§ **REQUIREMENTS**:
Copy out the records below, requests included, beginning at the line that has "Pin the ceiling" and stopping after the last line of the records. Add 24 to every coordinate in the answers.

(Excerpts from point annotation data)
_____

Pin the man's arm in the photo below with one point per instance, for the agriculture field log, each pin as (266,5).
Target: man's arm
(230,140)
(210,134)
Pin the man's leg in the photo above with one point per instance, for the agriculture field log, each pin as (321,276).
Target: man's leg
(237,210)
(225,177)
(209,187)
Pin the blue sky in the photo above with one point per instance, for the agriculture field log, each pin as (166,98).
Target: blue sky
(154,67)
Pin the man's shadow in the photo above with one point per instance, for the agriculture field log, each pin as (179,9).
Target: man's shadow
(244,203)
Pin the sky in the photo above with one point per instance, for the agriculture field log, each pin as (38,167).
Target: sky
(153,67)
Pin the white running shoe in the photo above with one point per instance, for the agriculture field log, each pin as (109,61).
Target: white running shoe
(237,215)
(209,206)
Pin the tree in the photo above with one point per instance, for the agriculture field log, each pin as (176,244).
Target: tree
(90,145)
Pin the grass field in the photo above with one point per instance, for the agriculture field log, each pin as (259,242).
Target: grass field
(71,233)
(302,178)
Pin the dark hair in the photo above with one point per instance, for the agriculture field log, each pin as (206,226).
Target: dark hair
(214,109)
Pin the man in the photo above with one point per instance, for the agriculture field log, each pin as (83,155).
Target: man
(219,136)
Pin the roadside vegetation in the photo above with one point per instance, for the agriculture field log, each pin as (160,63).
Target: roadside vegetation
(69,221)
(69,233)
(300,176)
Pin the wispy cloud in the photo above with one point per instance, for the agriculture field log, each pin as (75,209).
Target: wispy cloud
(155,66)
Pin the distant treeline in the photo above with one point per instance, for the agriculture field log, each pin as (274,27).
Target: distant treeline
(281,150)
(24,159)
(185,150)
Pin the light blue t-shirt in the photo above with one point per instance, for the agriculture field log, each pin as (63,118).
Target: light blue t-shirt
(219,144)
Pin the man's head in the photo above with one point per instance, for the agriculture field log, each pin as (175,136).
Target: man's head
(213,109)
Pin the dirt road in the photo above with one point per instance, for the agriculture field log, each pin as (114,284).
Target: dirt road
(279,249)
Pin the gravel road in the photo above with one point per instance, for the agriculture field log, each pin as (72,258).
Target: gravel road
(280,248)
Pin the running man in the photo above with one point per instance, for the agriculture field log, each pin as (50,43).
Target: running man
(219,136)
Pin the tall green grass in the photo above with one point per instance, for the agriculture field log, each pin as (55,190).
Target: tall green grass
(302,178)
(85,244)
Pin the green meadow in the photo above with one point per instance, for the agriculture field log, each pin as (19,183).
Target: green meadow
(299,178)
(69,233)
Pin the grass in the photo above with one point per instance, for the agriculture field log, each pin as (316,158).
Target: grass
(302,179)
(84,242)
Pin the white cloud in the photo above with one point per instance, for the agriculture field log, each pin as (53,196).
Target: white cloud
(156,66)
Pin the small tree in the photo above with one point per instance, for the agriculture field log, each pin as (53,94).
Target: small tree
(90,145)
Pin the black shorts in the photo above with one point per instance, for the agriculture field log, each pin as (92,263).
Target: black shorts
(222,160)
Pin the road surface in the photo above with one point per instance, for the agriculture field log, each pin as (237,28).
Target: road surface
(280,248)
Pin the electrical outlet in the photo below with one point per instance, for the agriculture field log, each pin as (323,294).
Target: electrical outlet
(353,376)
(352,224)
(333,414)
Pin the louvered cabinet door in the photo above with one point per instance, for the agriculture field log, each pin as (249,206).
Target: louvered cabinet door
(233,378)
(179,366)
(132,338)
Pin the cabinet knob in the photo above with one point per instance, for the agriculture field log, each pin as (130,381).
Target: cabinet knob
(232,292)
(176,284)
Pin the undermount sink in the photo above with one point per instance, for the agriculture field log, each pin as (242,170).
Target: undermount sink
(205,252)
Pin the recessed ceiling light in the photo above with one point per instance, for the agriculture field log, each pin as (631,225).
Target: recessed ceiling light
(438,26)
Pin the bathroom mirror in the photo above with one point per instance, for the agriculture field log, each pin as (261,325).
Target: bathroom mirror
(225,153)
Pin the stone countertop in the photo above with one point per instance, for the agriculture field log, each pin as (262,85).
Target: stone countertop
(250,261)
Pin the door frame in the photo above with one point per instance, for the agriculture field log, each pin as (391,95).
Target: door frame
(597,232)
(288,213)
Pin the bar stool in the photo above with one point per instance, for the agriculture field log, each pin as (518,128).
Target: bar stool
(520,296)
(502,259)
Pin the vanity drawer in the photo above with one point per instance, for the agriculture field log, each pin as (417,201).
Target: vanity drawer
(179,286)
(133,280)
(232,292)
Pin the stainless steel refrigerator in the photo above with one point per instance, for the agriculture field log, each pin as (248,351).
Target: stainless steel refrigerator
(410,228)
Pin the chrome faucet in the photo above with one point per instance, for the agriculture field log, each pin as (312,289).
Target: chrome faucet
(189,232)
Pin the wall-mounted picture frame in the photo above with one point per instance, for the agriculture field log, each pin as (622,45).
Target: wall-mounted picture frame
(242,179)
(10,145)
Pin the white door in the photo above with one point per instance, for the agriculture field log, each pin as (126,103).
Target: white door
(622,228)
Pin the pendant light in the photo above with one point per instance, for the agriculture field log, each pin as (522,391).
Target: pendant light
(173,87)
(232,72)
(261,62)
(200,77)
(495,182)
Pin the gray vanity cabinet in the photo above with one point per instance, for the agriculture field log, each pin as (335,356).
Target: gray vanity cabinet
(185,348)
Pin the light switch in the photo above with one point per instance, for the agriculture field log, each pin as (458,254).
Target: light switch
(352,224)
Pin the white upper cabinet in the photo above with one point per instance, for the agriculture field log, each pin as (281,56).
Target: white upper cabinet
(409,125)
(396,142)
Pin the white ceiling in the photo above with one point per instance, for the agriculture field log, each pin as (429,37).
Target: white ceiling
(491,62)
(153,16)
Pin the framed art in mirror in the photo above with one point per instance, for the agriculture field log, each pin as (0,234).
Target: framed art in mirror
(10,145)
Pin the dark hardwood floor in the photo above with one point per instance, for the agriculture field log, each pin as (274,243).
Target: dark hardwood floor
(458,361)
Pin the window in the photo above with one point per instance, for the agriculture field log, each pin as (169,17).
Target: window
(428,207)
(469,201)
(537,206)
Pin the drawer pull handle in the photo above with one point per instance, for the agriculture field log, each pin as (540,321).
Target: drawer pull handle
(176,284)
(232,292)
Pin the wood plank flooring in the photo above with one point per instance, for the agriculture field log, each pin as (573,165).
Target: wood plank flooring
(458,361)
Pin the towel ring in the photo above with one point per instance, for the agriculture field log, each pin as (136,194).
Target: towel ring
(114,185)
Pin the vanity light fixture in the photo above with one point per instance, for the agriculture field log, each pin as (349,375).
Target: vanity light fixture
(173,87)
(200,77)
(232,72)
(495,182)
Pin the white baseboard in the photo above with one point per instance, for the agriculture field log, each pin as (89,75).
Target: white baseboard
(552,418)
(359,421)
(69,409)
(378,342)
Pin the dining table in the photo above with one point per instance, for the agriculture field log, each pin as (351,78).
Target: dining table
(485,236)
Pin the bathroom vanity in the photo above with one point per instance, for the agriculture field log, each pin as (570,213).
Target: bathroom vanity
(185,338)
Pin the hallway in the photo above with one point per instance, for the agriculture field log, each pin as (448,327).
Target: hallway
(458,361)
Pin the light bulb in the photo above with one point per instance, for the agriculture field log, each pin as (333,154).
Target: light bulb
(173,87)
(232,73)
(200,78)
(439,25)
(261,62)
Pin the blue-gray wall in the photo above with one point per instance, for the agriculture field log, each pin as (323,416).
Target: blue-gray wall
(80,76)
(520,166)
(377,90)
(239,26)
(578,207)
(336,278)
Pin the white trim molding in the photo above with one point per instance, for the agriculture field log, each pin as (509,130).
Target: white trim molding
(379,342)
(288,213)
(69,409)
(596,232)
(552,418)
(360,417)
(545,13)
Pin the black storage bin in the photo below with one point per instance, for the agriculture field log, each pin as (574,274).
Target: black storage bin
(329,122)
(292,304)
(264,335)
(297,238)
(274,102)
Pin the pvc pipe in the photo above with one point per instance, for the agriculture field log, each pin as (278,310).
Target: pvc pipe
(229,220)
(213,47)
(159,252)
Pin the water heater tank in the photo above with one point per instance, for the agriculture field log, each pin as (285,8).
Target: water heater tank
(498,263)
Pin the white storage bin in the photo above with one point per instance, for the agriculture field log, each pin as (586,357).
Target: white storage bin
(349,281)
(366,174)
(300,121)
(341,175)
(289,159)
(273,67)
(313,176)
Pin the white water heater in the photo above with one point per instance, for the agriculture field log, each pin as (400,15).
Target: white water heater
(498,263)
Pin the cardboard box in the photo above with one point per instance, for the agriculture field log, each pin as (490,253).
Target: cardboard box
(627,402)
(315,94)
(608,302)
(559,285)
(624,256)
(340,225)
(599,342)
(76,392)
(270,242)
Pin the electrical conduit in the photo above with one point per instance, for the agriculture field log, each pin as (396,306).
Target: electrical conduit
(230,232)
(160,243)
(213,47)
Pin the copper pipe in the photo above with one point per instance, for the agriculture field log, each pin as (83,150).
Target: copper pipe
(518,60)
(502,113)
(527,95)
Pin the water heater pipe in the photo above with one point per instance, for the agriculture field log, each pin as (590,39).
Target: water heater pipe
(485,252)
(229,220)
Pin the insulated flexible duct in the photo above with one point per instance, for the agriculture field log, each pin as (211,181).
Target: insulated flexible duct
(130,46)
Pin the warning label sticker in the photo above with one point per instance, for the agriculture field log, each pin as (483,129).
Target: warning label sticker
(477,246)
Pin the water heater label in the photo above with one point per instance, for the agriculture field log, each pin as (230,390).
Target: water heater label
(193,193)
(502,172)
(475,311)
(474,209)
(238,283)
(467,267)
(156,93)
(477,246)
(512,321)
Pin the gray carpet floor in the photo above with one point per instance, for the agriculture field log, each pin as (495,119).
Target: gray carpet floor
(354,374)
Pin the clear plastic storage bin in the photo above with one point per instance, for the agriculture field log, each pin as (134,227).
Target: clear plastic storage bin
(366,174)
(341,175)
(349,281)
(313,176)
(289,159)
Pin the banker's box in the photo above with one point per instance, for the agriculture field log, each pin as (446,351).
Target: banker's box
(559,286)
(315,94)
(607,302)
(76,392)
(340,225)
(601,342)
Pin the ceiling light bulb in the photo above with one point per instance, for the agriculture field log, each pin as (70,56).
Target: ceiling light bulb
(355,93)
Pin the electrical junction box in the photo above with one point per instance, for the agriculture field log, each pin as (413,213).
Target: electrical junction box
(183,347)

_____

§ **RESULT OF THIS EXERCISE**:
Pin the ceiling light bulb in the photo above with one point per instance, for the agriculture field log, each pin as (70,56).
Target: ceiling light bulb
(379,117)
Pin the electrical junction box in the photo above with one point per instance, for the agriculture field log, each pin as (413,213).
Target: electrical junction box
(207,371)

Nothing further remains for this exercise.